Work to complete - Pull out every line of the items below that contains the word "plant", treating uppercase and lowercase as distinct. List each matching line unchanged.

Object location annotation data -
- - - - - - -

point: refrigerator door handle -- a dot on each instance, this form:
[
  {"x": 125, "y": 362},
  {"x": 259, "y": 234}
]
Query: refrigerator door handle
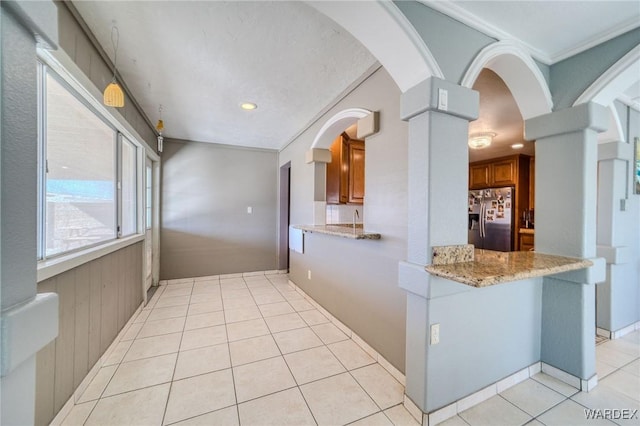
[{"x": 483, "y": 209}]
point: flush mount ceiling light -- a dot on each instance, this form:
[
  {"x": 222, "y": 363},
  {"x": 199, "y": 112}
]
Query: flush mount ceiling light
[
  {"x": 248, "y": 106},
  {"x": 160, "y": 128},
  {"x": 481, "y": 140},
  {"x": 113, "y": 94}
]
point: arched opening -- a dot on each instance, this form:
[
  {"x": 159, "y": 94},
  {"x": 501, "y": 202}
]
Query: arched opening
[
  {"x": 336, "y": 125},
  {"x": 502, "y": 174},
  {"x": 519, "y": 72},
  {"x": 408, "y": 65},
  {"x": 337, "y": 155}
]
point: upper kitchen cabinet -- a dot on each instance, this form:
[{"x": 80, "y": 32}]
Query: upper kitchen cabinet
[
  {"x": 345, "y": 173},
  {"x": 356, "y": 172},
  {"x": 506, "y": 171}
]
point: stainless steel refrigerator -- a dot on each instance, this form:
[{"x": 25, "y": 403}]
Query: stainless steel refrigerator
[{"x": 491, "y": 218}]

- - - - - - -

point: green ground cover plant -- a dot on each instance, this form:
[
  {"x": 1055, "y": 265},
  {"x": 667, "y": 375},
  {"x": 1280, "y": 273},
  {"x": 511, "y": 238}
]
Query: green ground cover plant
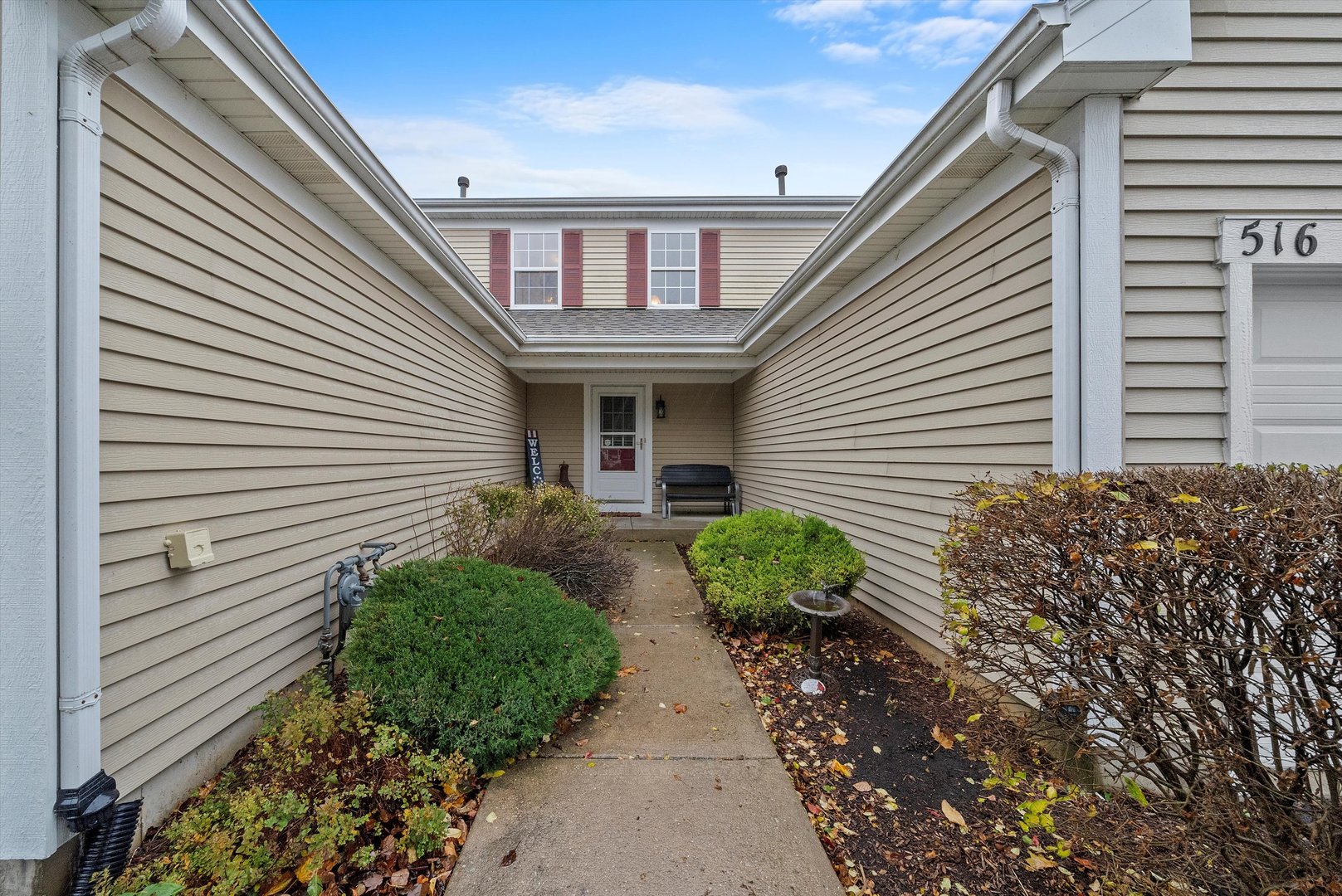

- - - - - - -

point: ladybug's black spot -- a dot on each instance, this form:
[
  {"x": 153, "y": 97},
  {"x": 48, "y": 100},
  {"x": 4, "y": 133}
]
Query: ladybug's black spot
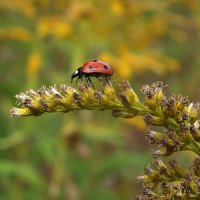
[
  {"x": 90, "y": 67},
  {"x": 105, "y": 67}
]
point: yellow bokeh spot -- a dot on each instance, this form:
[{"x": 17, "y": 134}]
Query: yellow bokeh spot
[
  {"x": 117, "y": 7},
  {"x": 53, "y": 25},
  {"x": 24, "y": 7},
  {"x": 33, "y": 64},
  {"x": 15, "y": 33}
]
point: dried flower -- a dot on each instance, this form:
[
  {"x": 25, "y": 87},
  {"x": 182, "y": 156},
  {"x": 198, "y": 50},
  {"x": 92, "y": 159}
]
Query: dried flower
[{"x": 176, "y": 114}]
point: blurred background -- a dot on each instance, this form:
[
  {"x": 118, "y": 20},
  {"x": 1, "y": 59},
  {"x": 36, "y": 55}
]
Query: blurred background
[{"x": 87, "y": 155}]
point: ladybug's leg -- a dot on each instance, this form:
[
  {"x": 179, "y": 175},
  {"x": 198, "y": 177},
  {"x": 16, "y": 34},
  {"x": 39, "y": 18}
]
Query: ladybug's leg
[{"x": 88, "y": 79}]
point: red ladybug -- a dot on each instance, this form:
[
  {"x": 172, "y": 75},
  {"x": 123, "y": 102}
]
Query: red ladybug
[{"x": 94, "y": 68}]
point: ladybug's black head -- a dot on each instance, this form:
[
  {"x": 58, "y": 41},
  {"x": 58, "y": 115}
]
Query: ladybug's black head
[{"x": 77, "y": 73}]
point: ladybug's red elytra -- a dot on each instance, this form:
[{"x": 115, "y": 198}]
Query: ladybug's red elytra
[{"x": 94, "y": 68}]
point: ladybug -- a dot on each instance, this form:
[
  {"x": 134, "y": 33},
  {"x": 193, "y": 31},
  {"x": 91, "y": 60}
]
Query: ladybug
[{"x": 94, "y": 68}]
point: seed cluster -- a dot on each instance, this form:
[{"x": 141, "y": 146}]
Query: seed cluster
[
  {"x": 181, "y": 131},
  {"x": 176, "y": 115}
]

- - - - - - -

Response -
point: green ground cover plant -- a dot on each instance, this form:
Query: green ground cover plant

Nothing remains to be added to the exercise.